### What is required:
Format the stretch of the listing from the line containing "[segment] <item>green leafy tree</item>" through the line containing "M 9 32 L 5 29" as a two-column CSV with the headers label_text and path_data. Each row should pair a text with its answer, with each value in one quoted field and line breaks turned into spaces.

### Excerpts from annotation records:
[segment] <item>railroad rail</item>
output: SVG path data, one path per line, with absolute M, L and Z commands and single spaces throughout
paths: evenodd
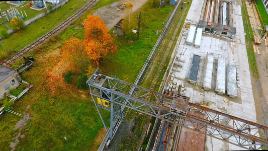
M 46 33 L 45 35 L 40 37 L 37 40 L 30 44 L 26 47 L 20 50 L 19 52 L 13 55 L 10 58 L 5 60 L 3 62 L 3 64 L 11 66 L 14 62 L 25 55 L 33 51 L 37 46 L 43 44 L 46 41 L 49 40 L 52 36 L 58 34 L 62 30 L 64 30 L 67 27 L 72 21 L 75 20 L 79 17 L 80 17 L 83 13 L 90 9 L 98 2 L 97 0 L 92 0 L 90 1 L 86 5 L 81 8 L 75 13 L 71 16 L 69 18 L 63 21 L 59 25 L 53 28 L 50 31 Z

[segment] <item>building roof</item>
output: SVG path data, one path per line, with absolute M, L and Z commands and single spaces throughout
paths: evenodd
M 16 72 L 16 70 L 11 67 L 0 64 L 0 83 Z
M 191 69 L 189 80 L 196 82 L 197 80 L 197 74 L 198 73 L 198 68 L 199 67 L 199 62 L 200 62 L 200 56 L 194 55 L 193 62 L 192 63 L 192 68 Z

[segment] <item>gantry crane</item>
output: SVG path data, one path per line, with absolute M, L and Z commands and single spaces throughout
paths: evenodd
M 180 94 L 171 96 L 108 74 L 97 69 L 86 83 L 109 142 L 127 107 L 247 149 L 268 146 L 266 126 L 191 103 Z M 109 130 L 99 108 L 111 111 Z

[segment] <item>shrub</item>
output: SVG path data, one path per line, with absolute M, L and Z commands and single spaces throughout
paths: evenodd
M 9 56 L 6 51 L 0 51 L 0 60 L 7 58 Z
M 45 46 L 43 45 L 41 45 L 39 46 L 38 47 L 36 47 L 35 49 L 34 49 L 34 51 L 35 53 L 38 53 L 41 50 L 44 49 L 44 48 L 45 48 Z
M 7 38 L 9 37 L 9 36 L 10 34 L 6 29 L 3 28 L 0 29 L 0 37 L 1 37 L 2 39 Z
M 51 37 L 50 38 L 50 41 L 52 42 L 57 42 L 60 39 L 60 38 L 59 38 L 59 36 L 56 35 L 54 37 Z
M 79 74 L 76 80 L 77 88 L 83 90 L 88 89 L 88 86 L 85 83 L 87 80 L 88 80 L 88 78 L 86 74 L 84 73 Z
M 67 72 L 62 74 L 62 76 L 63 76 L 63 80 L 65 83 L 70 84 L 72 82 L 73 76 L 75 76 L 75 74 L 76 73 L 75 71 L 68 70 Z
M 23 20 L 18 18 L 14 18 L 11 19 L 10 24 L 15 30 L 24 29 L 25 28 L 25 24 Z

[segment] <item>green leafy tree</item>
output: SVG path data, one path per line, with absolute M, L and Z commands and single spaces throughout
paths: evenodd
M 9 32 L 5 29 L 1 28 L 0 29 L 0 37 L 3 39 L 7 38 L 9 37 L 10 34 Z
M 15 30 L 20 30 L 25 28 L 25 24 L 23 20 L 18 18 L 14 18 L 10 21 L 11 26 Z

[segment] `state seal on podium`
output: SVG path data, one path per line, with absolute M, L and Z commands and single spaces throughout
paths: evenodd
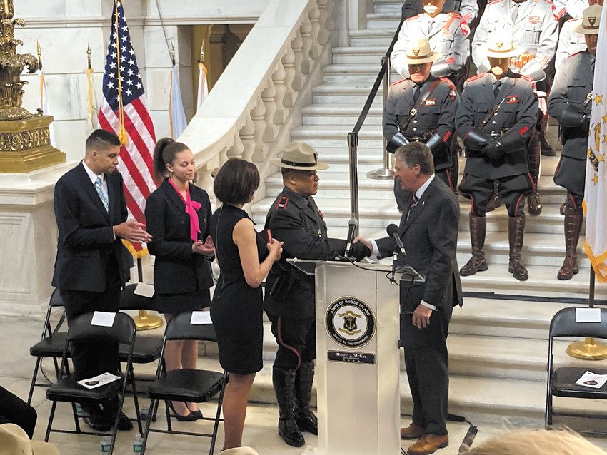
M 341 297 L 327 307 L 325 329 L 331 339 L 348 349 L 362 347 L 375 336 L 375 315 L 355 297 Z

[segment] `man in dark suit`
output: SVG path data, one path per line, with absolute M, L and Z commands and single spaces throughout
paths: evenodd
M 409 455 L 425 455 L 449 443 L 446 342 L 453 307 L 463 304 L 456 258 L 459 206 L 453 191 L 435 175 L 426 145 L 411 143 L 394 155 L 401 184 L 413 193 L 398 228 L 406 252 L 400 262 L 425 277 L 413 286 L 405 277 L 401 282 L 401 344 L 413 401 L 413 423 L 401 429 L 401 438 L 418 439 Z M 358 240 L 378 257 L 396 250 L 393 237 Z
M 151 240 L 143 225 L 127 221 L 122 176 L 118 165 L 120 141 L 115 134 L 94 131 L 86 140 L 84 159 L 55 185 L 55 218 L 59 229 L 53 286 L 61 292 L 68 324 L 94 311 L 117 312 L 124 285 L 124 247 L 121 239 Z M 73 343 L 71 355 L 77 379 L 119 367 L 118 345 Z M 108 431 L 118 408 L 118 399 L 99 405 L 82 403 L 89 416 L 86 423 L 97 431 Z M 121 412 L 119 429 L 130 429 L 131 421 Z

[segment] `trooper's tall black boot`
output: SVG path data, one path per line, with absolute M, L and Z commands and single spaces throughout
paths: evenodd
M 289 446 L 301 447 L 306 441 L 297 423 L 294 411 L 294 389 L 295 388 L 295 370 L 272 369 L 272 384 L 279 403 L 279 435 Z
M 313 380 L 313 362 L 303 362 L 295 373 L 295 421 L 300 431 L 318 434 L 318 420 L 310 410 Z

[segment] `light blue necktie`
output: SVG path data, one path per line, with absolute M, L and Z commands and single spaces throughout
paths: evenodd
M 101 198 L 101 202 L 104 203 L 104 207 L 106 208 L 106 212 L 109 213 L 109 204 L 108 203 L 108 198 L 106 197 L 106 195 L 104 194 L 103 190 L 101 190 L 101 178 L 97 176 L 97 180 L 95 180 L 95 189 L 97 190 L 97 194 L 99 195 L 99 198 Z

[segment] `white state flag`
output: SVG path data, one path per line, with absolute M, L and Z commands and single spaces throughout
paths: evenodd
M 198 96 L 196 96 L 196 112 L 200 109 L 200 106 L 204 103 L 206 99 L 206 96 L 209 95 L 209 84 L 206 83 L 206 67 L 204 63 L 200 62 L 198 64 Z
M 39 97 L 38 103 L 39 108 L 42 110 L 42 113 L 45 116 L 51 116 L 51 108 L 49 107 L 49 96 L 46 95 L 46 82 L 44 81 L 44 71 L 41 69 L 38 70 L 36 73 L 38 75 L 39 83 Z M 51 123 L 49 125 L 49 133 L 51 141 L 51 145 L 53 147 L 56 146 L 55 142 L 55 128 Z
M 596 279 L 607 282 L 607 8 L 598 31 L 584 190 L 584 249 Z
M 186 121 L 186 111 L 184 110 L 184 101 L 181 99 L 181 90 L 179 88 L 176 65 L 174 65 L 171 69 L 171 106 L 169 117 L 171 122 L 171 137 L 176 139 L 188 125 Z

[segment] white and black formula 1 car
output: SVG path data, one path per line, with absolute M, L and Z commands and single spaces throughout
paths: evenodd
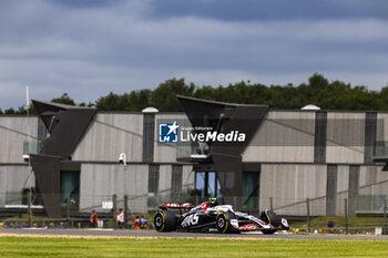
M 288 221 L 278 218 L 272 210 L 264 210 L 261 217 L 234 211 L 232 205 L 218 205 L 216 200 L 193 206 L 188 203 L 166 203 L 154 216 L 157 231 L 241 233 L 259 230 L 274 234 L 288 230 Z

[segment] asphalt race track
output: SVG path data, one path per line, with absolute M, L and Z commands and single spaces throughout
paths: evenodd
M 370 239 L 388 240 L 388 236 L 366 235 L 294 235 L 275 234 L 200 234 L 200 233 L 157 233 L 154 230 L 110 230 L 110 229 L 0 229 L 1 235 L 63 235 L 63 236 L 102 236 L 102 237 L 196 237 L 196 238 L 273 238 L 273 239 Z

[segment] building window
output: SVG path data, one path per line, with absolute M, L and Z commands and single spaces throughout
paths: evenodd
M 258 208 L 259 182 L 259 172 L 243 172 L 243 208 Z
M 171 194 L 176 196 L 182 193 L 182 166 L 172 166 Z
M 156 194 L 159 190 L 159 166 L 150 166 L 149 193 Z

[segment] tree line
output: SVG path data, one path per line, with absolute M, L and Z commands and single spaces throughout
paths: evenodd
M 265 104 L 273 109 L 300 109 L 315 104 L 323 110 L 388 110 L 388 85 L 380 91 L 368 91 L 364 85 L 351 87 L 350 83 L 329 81 L 321 74 L 314 74 L 307 83 L 295 86 L 252 84 L 249 81 L 228 84 L 227 86 L 197 86 L 186 83 L 184 79 L 170 79 L 155 90 L 131 91 L 115 94 L 113 92 L 99 97 L 94 103 L 76 104 L 67 93 L 52 102 L 93 106 L 99 111 L 142 111 L 154 106 L 161 112 L 178 112 L 181 105 L 176 94 L 204 100 L 242 104 Z M 25 107 L 8 109 L 0 114 L 25 114 Z M 35 114 L 33 106 L 30 113 Z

### Answer below:
label_text,path_data
"[segment] <item>green leafy tree</item> output: SVG path data, one path per line, with absolute M, L and Z commands and single spaces throughout paths: evenodd","M 9 32 L 5 29 L 1 28 L 0 29 L 0 37 L 3 39 L 7 38 L 9 37 L 10 34 Z"